**What the task asks**. Only some lines are wanted. Transcribe, exactly, the lines below from the line with "like x=105, y=208." up to and including the line with "like x=441, y=253.".

**Data in this exercise**.
* * *

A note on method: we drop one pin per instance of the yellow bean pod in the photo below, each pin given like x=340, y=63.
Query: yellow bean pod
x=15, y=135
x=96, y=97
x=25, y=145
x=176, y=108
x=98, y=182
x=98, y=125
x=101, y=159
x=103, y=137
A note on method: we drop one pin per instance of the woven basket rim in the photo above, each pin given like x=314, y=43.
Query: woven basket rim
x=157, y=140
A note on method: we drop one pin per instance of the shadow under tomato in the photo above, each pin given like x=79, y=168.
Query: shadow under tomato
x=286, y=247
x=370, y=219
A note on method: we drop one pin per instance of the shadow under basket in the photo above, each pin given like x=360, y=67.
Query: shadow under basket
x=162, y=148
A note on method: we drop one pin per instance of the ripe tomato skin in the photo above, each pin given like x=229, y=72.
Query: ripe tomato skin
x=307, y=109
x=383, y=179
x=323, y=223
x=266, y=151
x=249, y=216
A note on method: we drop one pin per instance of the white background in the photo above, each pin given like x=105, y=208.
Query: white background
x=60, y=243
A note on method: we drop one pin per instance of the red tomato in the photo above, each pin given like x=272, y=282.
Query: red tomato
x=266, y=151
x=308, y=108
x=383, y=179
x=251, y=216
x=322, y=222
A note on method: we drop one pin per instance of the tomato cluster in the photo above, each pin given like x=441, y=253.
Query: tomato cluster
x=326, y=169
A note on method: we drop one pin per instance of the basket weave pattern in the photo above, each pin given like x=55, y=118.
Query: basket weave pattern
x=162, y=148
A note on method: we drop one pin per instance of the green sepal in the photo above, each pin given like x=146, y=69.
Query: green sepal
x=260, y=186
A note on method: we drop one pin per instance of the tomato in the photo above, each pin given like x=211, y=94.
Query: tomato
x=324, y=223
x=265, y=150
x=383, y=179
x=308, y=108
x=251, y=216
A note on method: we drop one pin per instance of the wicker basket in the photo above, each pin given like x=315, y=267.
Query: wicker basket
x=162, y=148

* * *

**Task output**.
A note on method: we drop one pin per instance of the white background in the photo above, each pin given like x=105, y=208.
Query: white background
x=60, y=243
A note on method: we drop one pin per instance of the red tomato in the photo above, each pin given like x=272, y=282.
Query: red tomato
x=266, y=151
x=308, y=108
x=383, y=179
x=251, y=216
x=322, y=222
A note on method: we drop one pin per instance of the tomato cluster in the photo above, each pin given like x=441, y=253.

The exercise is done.